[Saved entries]
....

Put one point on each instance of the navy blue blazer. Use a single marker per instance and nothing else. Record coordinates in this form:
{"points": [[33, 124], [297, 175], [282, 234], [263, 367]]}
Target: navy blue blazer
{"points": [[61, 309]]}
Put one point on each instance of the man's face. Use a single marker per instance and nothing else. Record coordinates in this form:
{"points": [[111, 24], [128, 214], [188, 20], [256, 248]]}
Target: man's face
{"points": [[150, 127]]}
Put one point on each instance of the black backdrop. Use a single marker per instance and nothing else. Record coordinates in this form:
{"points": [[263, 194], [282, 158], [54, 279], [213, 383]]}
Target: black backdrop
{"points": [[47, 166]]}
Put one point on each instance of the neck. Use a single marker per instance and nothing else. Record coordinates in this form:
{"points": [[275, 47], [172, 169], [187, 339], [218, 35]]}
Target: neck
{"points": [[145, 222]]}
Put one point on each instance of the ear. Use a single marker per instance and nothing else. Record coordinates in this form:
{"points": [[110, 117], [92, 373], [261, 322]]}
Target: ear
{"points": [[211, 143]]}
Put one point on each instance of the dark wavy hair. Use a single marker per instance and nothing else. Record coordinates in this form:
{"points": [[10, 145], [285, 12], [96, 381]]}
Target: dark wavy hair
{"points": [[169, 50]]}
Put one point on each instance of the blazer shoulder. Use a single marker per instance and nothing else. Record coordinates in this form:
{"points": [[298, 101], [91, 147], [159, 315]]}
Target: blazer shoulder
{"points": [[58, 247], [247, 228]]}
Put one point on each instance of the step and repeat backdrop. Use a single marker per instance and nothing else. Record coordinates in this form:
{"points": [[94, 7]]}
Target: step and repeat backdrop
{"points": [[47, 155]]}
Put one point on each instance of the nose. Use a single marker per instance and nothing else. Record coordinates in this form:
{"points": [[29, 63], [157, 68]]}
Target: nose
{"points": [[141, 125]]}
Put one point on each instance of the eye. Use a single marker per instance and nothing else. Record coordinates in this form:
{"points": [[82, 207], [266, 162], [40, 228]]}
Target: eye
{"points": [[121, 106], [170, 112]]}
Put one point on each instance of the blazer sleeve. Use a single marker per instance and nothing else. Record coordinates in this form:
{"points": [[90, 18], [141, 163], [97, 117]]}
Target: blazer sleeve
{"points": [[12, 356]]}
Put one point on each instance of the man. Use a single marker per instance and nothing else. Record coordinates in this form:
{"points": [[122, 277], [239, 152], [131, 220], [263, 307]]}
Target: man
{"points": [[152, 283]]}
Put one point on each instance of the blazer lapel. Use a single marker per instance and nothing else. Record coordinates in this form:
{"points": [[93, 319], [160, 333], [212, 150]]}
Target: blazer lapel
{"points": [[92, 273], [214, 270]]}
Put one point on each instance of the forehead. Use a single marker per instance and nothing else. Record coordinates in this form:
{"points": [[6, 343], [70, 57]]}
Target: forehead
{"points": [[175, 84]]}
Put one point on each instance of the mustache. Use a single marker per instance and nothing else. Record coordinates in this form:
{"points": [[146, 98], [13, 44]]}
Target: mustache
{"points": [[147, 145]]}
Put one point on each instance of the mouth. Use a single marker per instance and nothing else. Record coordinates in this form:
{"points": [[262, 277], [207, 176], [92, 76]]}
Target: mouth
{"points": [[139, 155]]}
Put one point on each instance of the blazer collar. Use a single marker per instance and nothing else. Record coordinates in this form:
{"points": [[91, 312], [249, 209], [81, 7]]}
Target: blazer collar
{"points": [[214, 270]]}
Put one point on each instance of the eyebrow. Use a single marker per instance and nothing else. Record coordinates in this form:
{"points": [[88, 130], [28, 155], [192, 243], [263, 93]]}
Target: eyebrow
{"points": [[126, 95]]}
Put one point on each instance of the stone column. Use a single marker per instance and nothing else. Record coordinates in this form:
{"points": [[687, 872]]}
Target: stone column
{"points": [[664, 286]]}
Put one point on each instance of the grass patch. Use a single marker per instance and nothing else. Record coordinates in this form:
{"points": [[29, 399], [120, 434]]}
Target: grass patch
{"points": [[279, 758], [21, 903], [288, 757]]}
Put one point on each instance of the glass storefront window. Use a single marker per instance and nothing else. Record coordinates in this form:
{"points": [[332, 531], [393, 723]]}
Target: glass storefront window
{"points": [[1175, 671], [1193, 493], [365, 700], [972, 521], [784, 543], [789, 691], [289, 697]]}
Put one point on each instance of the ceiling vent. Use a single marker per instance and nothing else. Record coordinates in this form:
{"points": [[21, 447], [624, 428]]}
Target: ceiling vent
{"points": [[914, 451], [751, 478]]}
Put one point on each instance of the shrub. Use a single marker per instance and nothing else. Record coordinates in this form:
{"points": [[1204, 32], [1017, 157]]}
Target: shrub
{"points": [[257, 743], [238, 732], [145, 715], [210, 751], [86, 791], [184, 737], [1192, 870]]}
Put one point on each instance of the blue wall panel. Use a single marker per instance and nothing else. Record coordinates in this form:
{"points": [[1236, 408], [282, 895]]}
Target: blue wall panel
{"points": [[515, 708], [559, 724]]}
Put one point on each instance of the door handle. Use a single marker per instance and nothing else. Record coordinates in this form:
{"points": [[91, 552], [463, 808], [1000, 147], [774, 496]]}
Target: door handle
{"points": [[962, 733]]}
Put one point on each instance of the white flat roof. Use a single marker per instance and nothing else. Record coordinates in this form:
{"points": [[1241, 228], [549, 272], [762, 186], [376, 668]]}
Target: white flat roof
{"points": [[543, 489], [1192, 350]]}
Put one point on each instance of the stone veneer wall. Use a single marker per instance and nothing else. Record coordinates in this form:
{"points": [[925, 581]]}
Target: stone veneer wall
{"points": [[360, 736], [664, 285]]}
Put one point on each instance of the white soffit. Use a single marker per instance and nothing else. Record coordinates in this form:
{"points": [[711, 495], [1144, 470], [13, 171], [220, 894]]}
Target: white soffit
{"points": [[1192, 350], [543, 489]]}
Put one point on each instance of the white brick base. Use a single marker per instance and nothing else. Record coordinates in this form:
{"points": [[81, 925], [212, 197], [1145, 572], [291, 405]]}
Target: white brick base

....

■ ABOUT THIS TASK
From the first line to the last, retype the records exactly as they stand above.

■ ANSWER TO THE PROBLEM
Put one point on each instance of the navy blue blazer. Use a single marker per instance and nothing else. Record coordinates in this form:
{"points": [[33, 124], [297, 175], [282, 234], [263, 367]]}
Target: navy blue blazer
{"points": [[61, 309]]}
Put one point on each instance of the man's face. Use a single marker per instance and nothing else. Record coordinates in this form:
{"points": [[111, 24], [128, 214], [188, 20], [256, 248]]}
Target: man's face
{"points": [[150, 127]]}
Put one point on each instance of the black backdrop. Use a single marker per instance and nothing else. Record coordinates in this form:
{"points": [[263, 194], [282, 158], [54, 279], [213, 383]]}
Target: black backdrop
{"points": [[47, 166]]}
Put one point on each instance of the neck. Use a single marker per instance and nothing else. Record coordinates in this form:
{"points": [[275, 47], [172, 169], [187, 339], [218, 35]]}
Target: neck
{"points": [[145, 222]]}
Put one point on each instance of the ear. Use a single marker per instance and nothing else. Record coordinates in this form:
{"points": [[110, 117], [92, 373], [261, 322]]}
Target: ear
{"points": [[211, 143]]}
Put one point on each instance of the dark wavy hair. Use a single marker per instance and nothing else. Record coordinates in this form:
{"points": [[10, 145], [285, 12], [96, 381]]}
Target: dark wavy hair
{"points": [[169, 50]]}
Put one point on each instance of the blazer shoulder. Use a single marker per instance and nothing else. Record coordinates in this form:
{"points": [[298, 101], [91, 147], [159, 315]]}
Target: blazer shoulder
{"points": [[58, 247], [247, 228]]}
Put one point on each instance of the step and repeat backdrop. Use a single marker per instance and nothing else. Record coordinates in this form:
{"points": [[94, 7]]}
Target: step and repeat backdrop
{"points": [[47, 155]]}
Put one point on each instance of the nose. Use a single marker per instance and nothing else. Record coordinates in this form:
{"points": [[29, 63], [157, 68]]}
Target: nose
{"points": [[141, 125]]}
Put one point on each instance of the eye. Use a single marker per instance and nothing else. Record coordinates in this form:
{"points": [[82, 207], [266, 162], [40, 228]]}
Target: eye
{"points": [[121, 106], [170, 112]]}
Put one point on each instance of the blazer sleeve. Use a single marker per instance and nothing else. Record coordinates in this form:
{"points": [[90, 18], [141, 163], [97, 117]]}
Target: blazer sleeve
{"points": [[12, 356]]}
Put one point on each instance of the man. Use a single marker per instance and nothing else. Record coordinates in this form:
{"points": [[122, 277], [239, 152], [131, 220], [263, 307]]}
Target: man
{"points": [[152, 283]]}
Put one point on each instance of the blazer lapel. Use a single marker per instance and nothing else. Record coordinates in this form:
{"points": [[93, 319], [160, 333], [212, 150]]}
Target: blazer lapel
{"points": [[92, 273], [214, 270]]}
Put one point on each instance of the forehead. Use a single marker per instance and nothing else. Record coordinates in this form:
{"points": [[6, 343], [70, 57]]}
Target: forehead
{"points": [[175, 84]]}
Put one point on each instance of the mustache. Use a single marker per instance and nothing else. Record coordinates in this form:
{"points": [[146, 98], [13, 44]]}
Target: mustache
{"points": [[147, 145]]}
Put one point on each instance of the mouth. Use a single marker per instance and nothing else. Record coordinates in this form:
{"points": [[262, 277], [207, 176], [92, 76]]}
Target: mouth
{"points": [[139, 155]]}
Put one point on each instance of the blazer collar. Use a single marker per instance and nothing else. Record coordinates in this form:
{"points": [[91, 312], [249, 209], [81, 7]]}
Target: blazer collar
{"points": [[214, 270]]}
Put one point on each instance of the eyebrow. Use a single marker per instance and nothing else. Record coordinates in this form:
{"points": [[88, 130], [28, 155], [192, 243], [263, 93]]}
Target: eyebrow
{"points": [[126, 95]]}
Put one point on each instance of the stone column. Use a single marker per instance and nothing else. Record coordinates in this form:
{"points": [[687, 872]]}
Target: stone column
{"points": [[664, 286]]}
Put one point on each instance of the grass patch. Use a single marker per instance and nothing else. Record coordinates in this form:
{"points": [[29, 399], [120, 434]]}
Target: grass patch
{"points": [[279, 758], [21, 903], [288, 757]]}
Put one point on each instance of the glass storefront window. Use a single marker per instance and nothing else. Record coordinates in this form:
{"points": [[332, 531], [393, 723]]}
Target: glass storefront window
{"points": [[1175, 671], [1193, 493], [365, 700], [972, 521], [784, 543], [789, 691], [289, 697]]}
Put one point on each instance of the ceiling vent. Use a single marker per instance and nothing else. Record coordinates in this form:
{"points": [[21, 447], [624, 428]]}
Target: ceiling vent
{"points": [[914, 451], [751, 478]]}
Put one point on each instance of the shrub. Use a single marker per instance and nothing else. Record coordinates in this form:
{"points": [[1204, 32], [1017, 157]]}
Target: shrub
{"points": [[257, 743], [238, 732], [145, 715], [210, 751], [86, 791], [184, 737], [1192, 870]]}
Put one point on each instance of the blue wall panel. Use a single marker per instance and nothing else. Record coordinates in this form:
{"points": [[1236, 408], [282, 895]]}
Target: blue wall panel
{"points": [[515, 708], [559, 724]]}
Put one point on each instance of the door handle. Use a single marker per instance and nothing else. Record coordinates in this form:
{"points": [[91, 552], [463, 808], [1000, 147], [774, 496]]}
Target: door handle
{"points": [[962, 733]]}
Put one point on each instance of the white flat roof. Use a single marker per instance and nothing else. Record coordinates in this form:
{"points": [[1241, 228], [549, 272], [762, 186], [376, 668]]}
Target: white flat roof
{"points": [[543, 489], [1192, 350]]}
Put one point on each instance of the stone veneer wall. Use a single marker per instance and nothing else. Record coordinates in this form:
{"points": [[925, 581]]}
Target: stone veneer wall
{"points": [[360, 736], [664, 285]]}
Put one point on each instance of the white soffit. Use a single marker per instance and nothing else. Record coordinates in this form:
{"points": [[711, 495], [1144, 470], [13, 171], [220, 894]]}
Target: white soffit
{"points": [[1192, 350], [543, 489]]}
Put one point on each instance of the white brick base. Use a single marker per instance and nothing else. Record coordinates in this form:
{"points": [[81, 925], [212, 197], [1145, 572], [291, 405]]}
Target: white brick base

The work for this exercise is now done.